Point placement records:
══════════

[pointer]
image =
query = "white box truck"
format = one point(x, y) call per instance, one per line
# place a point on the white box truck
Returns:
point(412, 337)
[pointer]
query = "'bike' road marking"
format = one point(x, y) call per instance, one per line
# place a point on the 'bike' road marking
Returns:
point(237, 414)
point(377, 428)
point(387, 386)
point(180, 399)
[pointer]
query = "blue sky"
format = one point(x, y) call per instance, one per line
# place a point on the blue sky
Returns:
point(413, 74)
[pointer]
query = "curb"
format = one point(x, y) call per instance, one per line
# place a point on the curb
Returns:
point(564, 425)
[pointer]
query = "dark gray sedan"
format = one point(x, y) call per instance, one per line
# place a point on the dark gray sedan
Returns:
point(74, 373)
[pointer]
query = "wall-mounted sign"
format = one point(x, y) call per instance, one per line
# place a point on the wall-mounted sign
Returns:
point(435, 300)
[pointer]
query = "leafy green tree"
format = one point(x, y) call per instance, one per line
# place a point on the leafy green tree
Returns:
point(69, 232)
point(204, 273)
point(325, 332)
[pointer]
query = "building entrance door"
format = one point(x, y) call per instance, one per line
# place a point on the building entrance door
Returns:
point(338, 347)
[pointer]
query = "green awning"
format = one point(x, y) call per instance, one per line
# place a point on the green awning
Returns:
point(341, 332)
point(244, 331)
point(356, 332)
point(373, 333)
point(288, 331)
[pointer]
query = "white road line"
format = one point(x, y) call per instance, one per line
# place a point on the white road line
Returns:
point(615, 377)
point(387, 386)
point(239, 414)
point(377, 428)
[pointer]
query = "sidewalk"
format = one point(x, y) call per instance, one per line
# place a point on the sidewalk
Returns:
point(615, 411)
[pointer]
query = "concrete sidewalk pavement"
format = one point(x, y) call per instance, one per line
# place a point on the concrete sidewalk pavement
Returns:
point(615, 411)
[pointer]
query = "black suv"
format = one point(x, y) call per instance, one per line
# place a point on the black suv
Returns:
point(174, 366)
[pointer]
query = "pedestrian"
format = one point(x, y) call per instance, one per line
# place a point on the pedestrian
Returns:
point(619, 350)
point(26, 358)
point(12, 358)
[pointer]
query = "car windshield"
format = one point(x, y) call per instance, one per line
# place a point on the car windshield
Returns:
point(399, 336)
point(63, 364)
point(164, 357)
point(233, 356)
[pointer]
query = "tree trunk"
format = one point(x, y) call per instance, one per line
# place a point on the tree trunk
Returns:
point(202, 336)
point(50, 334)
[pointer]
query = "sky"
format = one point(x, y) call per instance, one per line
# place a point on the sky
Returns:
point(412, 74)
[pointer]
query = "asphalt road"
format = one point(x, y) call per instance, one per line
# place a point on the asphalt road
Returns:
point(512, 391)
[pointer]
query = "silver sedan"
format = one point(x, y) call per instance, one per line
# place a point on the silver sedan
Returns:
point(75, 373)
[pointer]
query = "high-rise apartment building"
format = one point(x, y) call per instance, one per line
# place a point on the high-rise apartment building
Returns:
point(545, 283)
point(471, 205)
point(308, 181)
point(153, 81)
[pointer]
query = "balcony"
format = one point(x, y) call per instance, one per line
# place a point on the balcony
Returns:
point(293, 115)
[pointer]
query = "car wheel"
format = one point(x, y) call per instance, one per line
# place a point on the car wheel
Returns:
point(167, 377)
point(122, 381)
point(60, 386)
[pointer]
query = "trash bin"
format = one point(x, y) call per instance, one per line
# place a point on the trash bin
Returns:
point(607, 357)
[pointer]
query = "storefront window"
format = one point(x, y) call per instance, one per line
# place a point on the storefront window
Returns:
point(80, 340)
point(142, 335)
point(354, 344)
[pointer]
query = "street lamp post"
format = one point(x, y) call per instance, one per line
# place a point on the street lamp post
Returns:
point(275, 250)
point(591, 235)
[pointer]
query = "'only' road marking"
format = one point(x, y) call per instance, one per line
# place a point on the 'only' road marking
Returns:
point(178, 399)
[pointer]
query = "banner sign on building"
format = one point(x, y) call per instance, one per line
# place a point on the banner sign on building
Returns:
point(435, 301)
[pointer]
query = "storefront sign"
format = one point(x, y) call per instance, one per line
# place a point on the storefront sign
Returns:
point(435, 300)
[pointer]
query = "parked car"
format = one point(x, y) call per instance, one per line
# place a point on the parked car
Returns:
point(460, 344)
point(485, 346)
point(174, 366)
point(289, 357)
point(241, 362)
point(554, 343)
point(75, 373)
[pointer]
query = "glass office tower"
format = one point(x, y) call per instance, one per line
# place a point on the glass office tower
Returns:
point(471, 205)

══════════

▸ Prompt
Take the data above and return it exactly.

▸ Exercise response
[pointer]
image =
query = "white box truck"
format = one point(x, y) call per instance, one per line
# place a point on the white box truck
Returns:
point(412, 337)
[pointer]
query = "'bike' road marking"
format = one point(x, y) call per instance, one per line
# place a point on the 'bike' road marking
Returns:
point(237, 414)
point(377, 428)
point(387, 386)
point(180, 399)
[pointer]
query = "blue sky"
format = one point(x, y) call per instance, one per line
# place a point on the blue sky
Returns:
point(413, 74)
[pointer]
query = "curb"
format = one point(x, y) call per instance, one per line
# place a point on the curb
Returns:
point(564, 425)
[pointer]
query = "dark gray sedan"
format = one point(x, y) call per instance, one per line
# place a point on the dark gray sedan
Returns:
point(74, 373)
[pointer]
query = "wall-mounted sign"
format = one point(x, y) call per instance, one per line
# place a point on the wall-mounted sign
Returns:
point(435, 300)
[pointer]
query = "leafy green tree"
format = one point(x, y) call per instance, one per line
# place a point on the leafy green tree
Returns:
point(69, 232)
point(204, 273)
point(325, 332)
[pointer]
query = "building entrance door"
format = one point(x, y) call per instance, one per line
# place a point on the building entrance door
Returns:
point(338, 347)
[pointer]
query = "green awning"
format = one point(x, y) call per instance, one per line
# place a point on the green awning
Returns:
point(341, 332)
point(244, 331)
point(356, 332)
point(373, 333)
point(288, 331)
[pointer]
query = "white road line"
format = one point(x, y) call per instance, one per line
# place a point on the white road line
Returns:
point(615, 377)
point(387, 386)
point(239, 414)
point(377, 428)
[pointer]
query = "sidewalk"
format = one point(x, y) call per instance, one per line
# place a point on the sidewalk
Returns:
point(615, 411)
[pointer]
query = "concrete sidewalk pavement"
format = one point(x, y) call per instance, one per line
# place a point on the concrete sidewalk pavement
Returns:
point(615, 411)
[pointer]
query = "black suv"
format = one point(x, y) call per instance, one per line
# place a point on the black suv
Returns:
point(174, 366)
[pointer]
query = "pedestrian"
format = one point(x, y) call per instance, one per line
# place a point on the pedestrian
Returns:
point(619, 350)
point(26, 358)
point(12, 358)
[pointer]
query = "car windshield"
format = one point(x, y) call per instance, one per line
# place a point on the car windshield
Returns:
point(399, 336)
point(63, 364)
point(164, 357)
point(233, 356)
[pointer]
query = "tree trunk"
format = one point(x, y) call per instance, one per line
# place a point on the tree trunk
Returns:
point(202, 336)
point(50, 334)
[pointer]
query = "sky"
format = one point(x, y) call per instance, one per line
# place a point on the sky
Returns:
point(412, 74)
[pointer]
query = "asphalt road"
format = one point(x, y) call per instance, one per line
# place a point on the asphalt road
Returns:
point(512, 391)
[pointer]
query = "silver sedan"
format = one point(x, y) call per instance, one per line
# place a point on the silver sedan
Returns:
point(75, 373)
[pointer]
query = "high-rise apartment building"
format = one point(x, y) call per instance, one per line
# place a point on the high-rise apartment building
Returns:
point(545, 283)
point(471, 205)
point(308, 181)
point(153, 81)
[pointer]
query = "balcony"
format = one point(x, y) call per instance, one per line
# place a point on the balcony
Returns:
point(293, 115)
[pointer]
query = "car wheel"
format = one point(x, y) call per instance, one per line
# place a point on the car wheel
Returns:
point(167, 377)
point(122, 381)
point(60, 386)
[pointer]
query = "trash bin"
format = one point(x, y) call per instance, one per line
# place a point on the trash bin
Returns:
point(607, 357)
[pointer]
query = "storefront window"
format = one point(x, y) call per instance, one per line
# place a point on the storefront window
Returns:
point(80, 340)
point(142, 335)
point(354, 344)
[pointer]
query = "street lamp post"
format = one point(x, y) call per instance, one per line
# place a point on the street lamp post
Returns:
point(275, 250)
point(591, 235)
[pointer]
query = "'only' road marking"
format = one point(x, y) call per instance, one per line
# place a point on the 'only' road marking
Returns:
point(178, 399)
[pointer]
query = "banner sign on building"
format = one point(x, y) call per instance, one per line
# place a point on the banner sign on building
Returns:
point(435, 301)
[pointer]
query = "storefront sign"
format = one point(x, y) call per instance, one per line
# place a point on the storefront sign
Returns:
point(435, 300)
[pointer]
query = "parked car"
format = one point(x, y) call per instance, one per line
# place a point on the parked car
Returns:
point(460, 344)
point(485, 346)
point(174, 366)
point(289, 357)
point(241, 362)
point(554, 343)
point(75, 373)
[pointer]
query = "glass office tower"
format = one point(x, y) call per instance, one per line
# place a point on the glass office tower
Returns:
point(471, 205)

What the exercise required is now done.